> **Task requirements**
Find every line in the records below that contains the string "wood" and copy each one. Matches must have the same case.

━━━ Task material ━━━

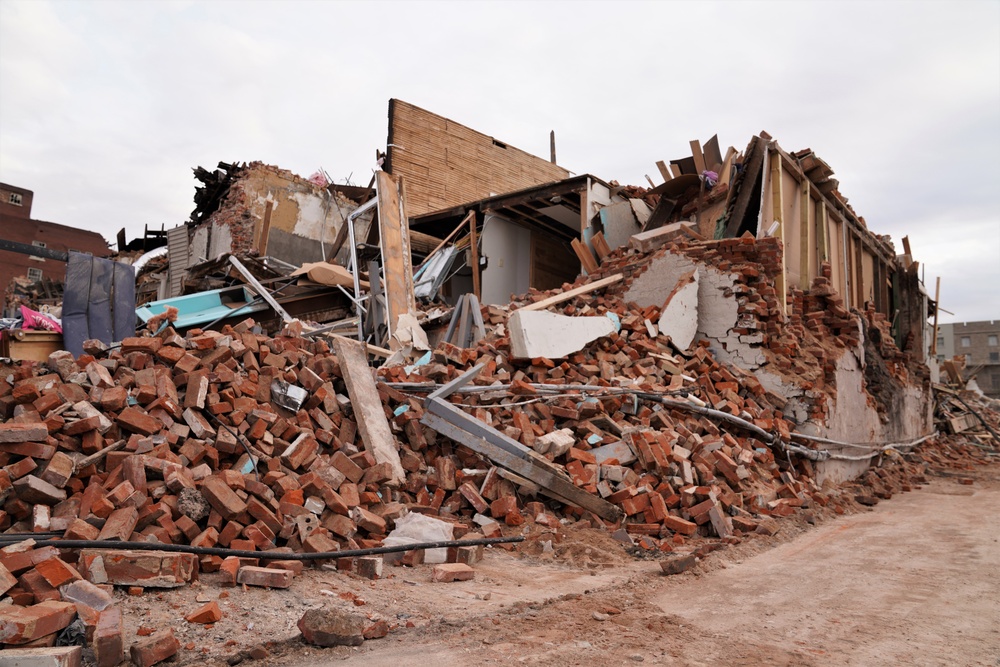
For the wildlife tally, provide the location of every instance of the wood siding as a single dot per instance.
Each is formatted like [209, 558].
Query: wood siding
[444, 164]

━━━
━━━ Task material ━━━

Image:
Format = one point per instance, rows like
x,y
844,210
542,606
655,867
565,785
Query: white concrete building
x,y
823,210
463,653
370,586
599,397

━━━

> **Response for this exercise**
For the wildlife tally, provide the location of every instance of the wood siding as a single dot per instance.
Query: wood siding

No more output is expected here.